INSTRUCTIONS FOR THE TASK:
Return a copy of every line in the records that includes the word "below".

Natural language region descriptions
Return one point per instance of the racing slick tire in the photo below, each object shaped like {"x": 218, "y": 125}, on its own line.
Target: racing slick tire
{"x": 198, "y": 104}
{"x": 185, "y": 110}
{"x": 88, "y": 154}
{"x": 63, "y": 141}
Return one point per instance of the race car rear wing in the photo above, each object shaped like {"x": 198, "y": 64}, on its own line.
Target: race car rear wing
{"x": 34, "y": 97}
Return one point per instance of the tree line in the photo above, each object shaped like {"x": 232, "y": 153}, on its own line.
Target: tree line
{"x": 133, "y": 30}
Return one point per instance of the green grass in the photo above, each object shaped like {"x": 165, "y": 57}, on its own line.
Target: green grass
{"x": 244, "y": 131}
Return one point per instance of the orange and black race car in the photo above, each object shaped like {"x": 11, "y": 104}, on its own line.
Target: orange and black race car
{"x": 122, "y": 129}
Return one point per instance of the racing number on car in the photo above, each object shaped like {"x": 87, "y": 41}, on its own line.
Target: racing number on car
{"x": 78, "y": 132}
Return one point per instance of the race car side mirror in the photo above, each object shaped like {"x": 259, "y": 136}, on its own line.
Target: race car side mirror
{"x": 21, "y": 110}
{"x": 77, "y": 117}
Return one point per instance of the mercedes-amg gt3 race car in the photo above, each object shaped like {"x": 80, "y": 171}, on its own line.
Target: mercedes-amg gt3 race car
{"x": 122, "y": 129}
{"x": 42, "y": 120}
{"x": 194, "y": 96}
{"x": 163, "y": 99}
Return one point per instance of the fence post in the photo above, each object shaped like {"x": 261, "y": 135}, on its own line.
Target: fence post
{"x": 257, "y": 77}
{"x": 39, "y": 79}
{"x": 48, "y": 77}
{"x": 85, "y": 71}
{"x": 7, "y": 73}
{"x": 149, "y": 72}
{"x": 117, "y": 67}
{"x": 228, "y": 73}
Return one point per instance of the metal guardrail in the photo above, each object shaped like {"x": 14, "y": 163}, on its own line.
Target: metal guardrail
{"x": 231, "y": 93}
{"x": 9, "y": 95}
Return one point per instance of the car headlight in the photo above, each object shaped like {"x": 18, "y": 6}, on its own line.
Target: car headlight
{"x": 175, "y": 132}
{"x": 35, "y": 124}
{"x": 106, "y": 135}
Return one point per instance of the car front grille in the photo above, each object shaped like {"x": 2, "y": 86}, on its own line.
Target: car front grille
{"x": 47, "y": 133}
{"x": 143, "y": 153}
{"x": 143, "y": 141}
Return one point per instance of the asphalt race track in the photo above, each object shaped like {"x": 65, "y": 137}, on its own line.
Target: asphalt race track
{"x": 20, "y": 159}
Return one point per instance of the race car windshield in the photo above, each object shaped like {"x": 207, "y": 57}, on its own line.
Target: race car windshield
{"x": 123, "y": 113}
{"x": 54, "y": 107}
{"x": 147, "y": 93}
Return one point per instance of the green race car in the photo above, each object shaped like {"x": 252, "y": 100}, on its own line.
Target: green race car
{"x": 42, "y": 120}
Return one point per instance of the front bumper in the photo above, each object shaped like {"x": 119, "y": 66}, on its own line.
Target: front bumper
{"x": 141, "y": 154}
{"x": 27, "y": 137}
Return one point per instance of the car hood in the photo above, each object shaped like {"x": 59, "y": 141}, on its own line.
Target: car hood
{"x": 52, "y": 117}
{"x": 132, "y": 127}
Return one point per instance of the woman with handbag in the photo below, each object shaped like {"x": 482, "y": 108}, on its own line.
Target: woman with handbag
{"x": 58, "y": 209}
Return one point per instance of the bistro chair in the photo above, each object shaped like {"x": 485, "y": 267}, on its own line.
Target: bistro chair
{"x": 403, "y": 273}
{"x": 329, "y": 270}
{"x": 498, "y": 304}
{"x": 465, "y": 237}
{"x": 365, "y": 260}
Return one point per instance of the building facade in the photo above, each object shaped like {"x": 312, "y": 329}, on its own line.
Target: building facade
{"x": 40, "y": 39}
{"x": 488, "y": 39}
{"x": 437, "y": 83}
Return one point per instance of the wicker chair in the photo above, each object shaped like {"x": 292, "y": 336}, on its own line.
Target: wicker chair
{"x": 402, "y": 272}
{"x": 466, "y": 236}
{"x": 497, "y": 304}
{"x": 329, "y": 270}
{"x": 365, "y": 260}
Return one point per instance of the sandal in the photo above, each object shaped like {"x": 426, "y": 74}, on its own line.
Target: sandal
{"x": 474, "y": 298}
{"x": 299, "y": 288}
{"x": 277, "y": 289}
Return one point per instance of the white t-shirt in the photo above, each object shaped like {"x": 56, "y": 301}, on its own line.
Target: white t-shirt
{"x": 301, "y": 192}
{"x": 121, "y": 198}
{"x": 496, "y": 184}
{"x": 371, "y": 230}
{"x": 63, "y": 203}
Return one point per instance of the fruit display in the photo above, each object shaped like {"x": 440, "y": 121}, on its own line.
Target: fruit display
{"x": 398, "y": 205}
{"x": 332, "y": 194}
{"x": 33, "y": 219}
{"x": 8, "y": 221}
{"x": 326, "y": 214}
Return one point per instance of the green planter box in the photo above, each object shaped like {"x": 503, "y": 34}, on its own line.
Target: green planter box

WORKED SOLUTION:
Return one point per instance of the racing slick tire in the photo below, each object shaped like {"x": 218, "y": 125}, on its own line.
Return one point per instance of the woman with handbag in the photo below, each object shaped like {"x": 482, "y": 108}, on its own line.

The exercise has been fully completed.